→ SUPPLIED RECORDS
- - - - - - -

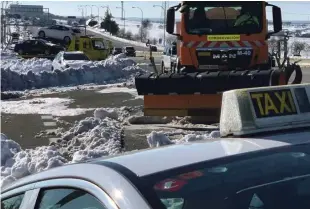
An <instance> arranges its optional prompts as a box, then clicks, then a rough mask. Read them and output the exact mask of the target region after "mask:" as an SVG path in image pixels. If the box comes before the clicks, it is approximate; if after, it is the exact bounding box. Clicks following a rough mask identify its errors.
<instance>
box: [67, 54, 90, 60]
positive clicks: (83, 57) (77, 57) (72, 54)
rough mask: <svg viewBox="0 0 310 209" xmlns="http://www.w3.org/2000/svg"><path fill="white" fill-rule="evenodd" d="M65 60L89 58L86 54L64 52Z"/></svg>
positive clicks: (88, 59)
mask: <svg viewBox="0 0 310 209" xmlns="http://www.w3.org/2000/svg"><path fill="white" fill-rule="evenodd" d="M64 60H89V58H88V57H87V56H86V55H85V54H64Z"/></svg>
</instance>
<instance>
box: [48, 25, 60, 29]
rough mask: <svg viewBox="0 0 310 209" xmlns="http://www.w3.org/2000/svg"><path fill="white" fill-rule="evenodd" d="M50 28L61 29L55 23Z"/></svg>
mask: <svg viewBox="0 0 310 209" xmlns="http://www.w3.org/2000/svg"><path fill="white" fill-rule="evenodd" d="M49 29H52V30H59V26H58V25H53V26H51V27H49Z"/></svg>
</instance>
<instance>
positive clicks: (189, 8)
mask: <svg viewBox="0 0 310 209" xmlns="http://www.w3.org/2000/svg"><path fill="white" fill-rule="evenodd" d="M219 2H220V3H218V2H214V1H213V2H212V1H211V2H210V1H208V2H207V3H206V2H201V3H200V2H188V3H187V6H186V7H185V9H184V17H185V28H186V31H187V33H189V34H199V35H202V34H254V33H260V32H261V31H262V28H263V5H262V2H241V1H238V2H223V3H222V2H221V1H219Z"/></svg>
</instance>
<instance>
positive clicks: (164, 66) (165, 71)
mask: <svg viewBox="0 0 310 209" xmlns="http://www.w3.org/2000/svg"><path fill="white" fill-rule="evenodd" d="M166 72H167V71H166V69H165V66H164V63H163V62H162V63H161V73H166Z"/></svg>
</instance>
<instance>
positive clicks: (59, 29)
mask: <svg viewBox="0 0 310 209" xmlns="http://www.w3.org/2000/svg"><path fill="white" fill-rule="evenodd" d="M60 33H61V26H60V25H53V26H51V27H50V28H49V30H48V35H46V36H48V37H50V38H55V39H60V38H61V34H60Z"/></svg>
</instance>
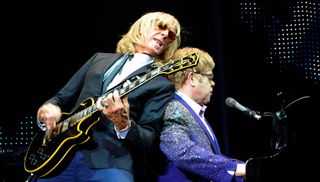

- - - - - - -

When you copy the data above, keep each line exact and omit the pictures.

→ THE ANSWER
An <instance> arranges its optional prompts as a box, then clicks, then a rough mask. Read them and output the exact mask of the target region after "mask:" as an SVG path in image pixels. If the box comes before the clicks, it is approximate; if after, it is the exact bounding box. Clicks following a rough mask identify its errors.
<instance>
box: [67, 54, 90, 60]
positive clicks: (83, 57) (77, 57) (72, 54)
rough mask: <svg viewBox="0 0 310 209" xmlns="http://www.w3.org/2000/svg"><path fill="white" fill-rule="evenodd" d="M65 60L89 58L86 54L64 52Z"/></svg>
positive clicks: (88, 59)
mask: <svg viewBox="0 0 310 209" xmlns="http://www.w3.org/2000/svg"><path fill="white" fill-rule="evenodd" d="M64 60H89V58H88V57H87V56H86V55H85V54H64Z"/></svg>
</instance>
<instance>
box: [48, 25, 60, 29]
rough mask: <svg viewBox="0 0 310 209" xmlns="http://www.w3.org/2000/svg"><path fill="white" fill-rule="evenodd" d="M50 28L61 29L55 23Z"/></svg>
mask: <svg viewBox="0 0 310 209" xmlns="http://www.w3.org/2000/svg"><path fill="white" fill-rule="evenodd" d="M49 29H52V30H59V26H58V25H53V26H51V27H49Z"/></svg>
</instance>
<instance>
positive clicks: (189, 8)
mask: <svg viewBox="0 0 310 209" xmlns="http://www.w3.org/2000/svg"><path fill="white" fill-rule="evenodd" d="M219 2H220V3H218V2H214V1H213V2H212V1H211V2H210V1H208V2H207V3H206V2H201V3H200V2H188V3H187V6H186V7H185V9H184V17H185V28H186V31H187V33H189V34H199V35H202V34H254V33H260V32H261V31H262V28H263V5H262V2H241V1H238V2H223V3H222V2H221V1H219Z"/></svg>
</instance>
<instance>
positive clicks: (164, 66) (165, 71)
mask: <svg viewBox="0 0 310 209" xmlns="http://www.w3.org/2000/svg"><path fill="white" fill-rule="evenodd" d="M166 72H167V71H166V69H165V66H164V63H163V62H162V63H161V73H166Z"/></svg>
</instance>
<instance>
positive clicks: (59, 29)
mask: <svg viewBox="0 0 310 209" xmlns="http://www.w3.org/2000/svg"><path fill="white" fill-rule="evenodd" d="M60 33H61V26H60V25H53V26H51V27H50V28H49V30H48V35H46V36H48V37H50V38H55V39H60V38H61V34H60Z"/></svg>
</instance>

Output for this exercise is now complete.